- _Work instructions_
Match the word "helmet". Return each line of the data below where it appears.

- _Free-text object descriptions_
################
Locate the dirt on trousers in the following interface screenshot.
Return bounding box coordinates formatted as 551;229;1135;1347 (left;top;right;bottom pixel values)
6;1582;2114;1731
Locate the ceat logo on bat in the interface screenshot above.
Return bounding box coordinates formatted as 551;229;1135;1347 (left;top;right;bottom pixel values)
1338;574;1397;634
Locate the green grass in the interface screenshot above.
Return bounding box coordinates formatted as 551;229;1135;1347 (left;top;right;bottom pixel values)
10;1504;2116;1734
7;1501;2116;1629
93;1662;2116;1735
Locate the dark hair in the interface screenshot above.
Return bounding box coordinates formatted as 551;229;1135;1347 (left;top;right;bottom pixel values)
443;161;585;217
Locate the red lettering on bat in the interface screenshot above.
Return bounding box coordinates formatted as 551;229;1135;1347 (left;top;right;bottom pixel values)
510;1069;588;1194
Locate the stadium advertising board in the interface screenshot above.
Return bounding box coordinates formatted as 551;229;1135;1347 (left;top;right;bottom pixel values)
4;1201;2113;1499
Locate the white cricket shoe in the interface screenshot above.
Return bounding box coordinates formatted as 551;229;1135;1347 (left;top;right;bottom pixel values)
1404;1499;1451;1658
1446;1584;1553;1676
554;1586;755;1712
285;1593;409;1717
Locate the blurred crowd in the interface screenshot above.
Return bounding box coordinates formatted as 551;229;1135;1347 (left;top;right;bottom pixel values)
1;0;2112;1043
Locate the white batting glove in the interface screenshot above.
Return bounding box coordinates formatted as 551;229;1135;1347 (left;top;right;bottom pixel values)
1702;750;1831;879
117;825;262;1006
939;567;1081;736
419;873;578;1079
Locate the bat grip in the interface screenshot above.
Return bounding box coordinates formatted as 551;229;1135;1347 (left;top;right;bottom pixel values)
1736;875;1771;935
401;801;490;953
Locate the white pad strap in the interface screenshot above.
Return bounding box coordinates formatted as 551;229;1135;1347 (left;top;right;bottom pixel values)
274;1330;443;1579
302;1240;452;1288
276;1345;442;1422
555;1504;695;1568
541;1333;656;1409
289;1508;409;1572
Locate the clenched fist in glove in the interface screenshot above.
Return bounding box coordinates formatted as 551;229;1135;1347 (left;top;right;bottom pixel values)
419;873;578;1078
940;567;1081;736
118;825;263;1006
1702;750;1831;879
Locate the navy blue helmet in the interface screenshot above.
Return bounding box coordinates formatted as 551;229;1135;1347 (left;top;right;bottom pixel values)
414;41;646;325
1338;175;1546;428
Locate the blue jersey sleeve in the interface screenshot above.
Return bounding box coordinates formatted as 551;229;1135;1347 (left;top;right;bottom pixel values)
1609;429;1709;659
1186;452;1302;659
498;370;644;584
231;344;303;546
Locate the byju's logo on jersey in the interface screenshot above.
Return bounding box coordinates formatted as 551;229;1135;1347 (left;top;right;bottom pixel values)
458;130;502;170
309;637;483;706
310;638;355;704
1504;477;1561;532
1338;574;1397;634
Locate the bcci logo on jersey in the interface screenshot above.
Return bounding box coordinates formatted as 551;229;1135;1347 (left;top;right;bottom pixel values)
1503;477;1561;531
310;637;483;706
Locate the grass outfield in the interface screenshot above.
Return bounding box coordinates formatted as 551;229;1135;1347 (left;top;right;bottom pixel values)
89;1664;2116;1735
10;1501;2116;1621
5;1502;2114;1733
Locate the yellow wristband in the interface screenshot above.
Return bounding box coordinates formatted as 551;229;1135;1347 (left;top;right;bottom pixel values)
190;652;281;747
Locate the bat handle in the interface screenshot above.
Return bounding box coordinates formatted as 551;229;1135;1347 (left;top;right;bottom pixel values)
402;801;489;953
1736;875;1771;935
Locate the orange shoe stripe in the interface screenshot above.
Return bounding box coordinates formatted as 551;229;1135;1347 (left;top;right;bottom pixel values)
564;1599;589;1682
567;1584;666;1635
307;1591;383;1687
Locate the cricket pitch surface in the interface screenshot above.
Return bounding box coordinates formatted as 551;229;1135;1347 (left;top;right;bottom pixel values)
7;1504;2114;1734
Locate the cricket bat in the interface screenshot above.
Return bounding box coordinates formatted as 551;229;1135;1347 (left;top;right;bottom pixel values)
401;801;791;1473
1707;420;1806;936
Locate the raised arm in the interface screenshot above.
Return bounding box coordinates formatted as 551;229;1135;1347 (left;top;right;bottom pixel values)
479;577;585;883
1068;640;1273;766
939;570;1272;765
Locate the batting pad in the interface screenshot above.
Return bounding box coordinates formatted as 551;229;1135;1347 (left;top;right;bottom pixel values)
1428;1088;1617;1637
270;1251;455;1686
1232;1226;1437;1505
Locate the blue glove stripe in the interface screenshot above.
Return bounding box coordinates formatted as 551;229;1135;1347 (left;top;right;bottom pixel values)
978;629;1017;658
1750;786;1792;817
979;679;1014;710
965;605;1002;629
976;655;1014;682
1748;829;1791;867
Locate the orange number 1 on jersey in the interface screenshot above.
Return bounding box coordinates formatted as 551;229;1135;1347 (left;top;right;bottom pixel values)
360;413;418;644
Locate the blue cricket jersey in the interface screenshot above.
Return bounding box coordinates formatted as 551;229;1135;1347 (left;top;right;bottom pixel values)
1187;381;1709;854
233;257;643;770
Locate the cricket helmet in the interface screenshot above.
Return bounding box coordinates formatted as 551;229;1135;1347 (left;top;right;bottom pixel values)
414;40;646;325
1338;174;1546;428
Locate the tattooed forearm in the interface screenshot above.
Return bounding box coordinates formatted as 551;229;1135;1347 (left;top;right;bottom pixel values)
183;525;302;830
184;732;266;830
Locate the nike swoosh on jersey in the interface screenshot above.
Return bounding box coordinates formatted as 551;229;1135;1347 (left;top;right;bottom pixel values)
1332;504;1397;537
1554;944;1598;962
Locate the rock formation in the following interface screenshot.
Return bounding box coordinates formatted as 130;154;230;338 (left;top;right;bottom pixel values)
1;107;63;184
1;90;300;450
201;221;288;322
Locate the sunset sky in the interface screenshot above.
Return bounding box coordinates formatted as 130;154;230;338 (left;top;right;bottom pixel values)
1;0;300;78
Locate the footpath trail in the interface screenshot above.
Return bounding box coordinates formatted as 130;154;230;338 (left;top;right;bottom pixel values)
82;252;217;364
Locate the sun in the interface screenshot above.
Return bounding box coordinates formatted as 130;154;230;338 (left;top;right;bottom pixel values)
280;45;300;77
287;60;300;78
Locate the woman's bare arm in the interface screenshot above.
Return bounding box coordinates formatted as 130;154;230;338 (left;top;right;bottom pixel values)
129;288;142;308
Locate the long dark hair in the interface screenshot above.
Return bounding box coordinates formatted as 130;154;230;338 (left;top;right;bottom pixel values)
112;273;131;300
################
- _Solution to this task_
Locate the navy blue helmet in the interface screenshot above.
Locate the cricket helmet in the interface screenshot above.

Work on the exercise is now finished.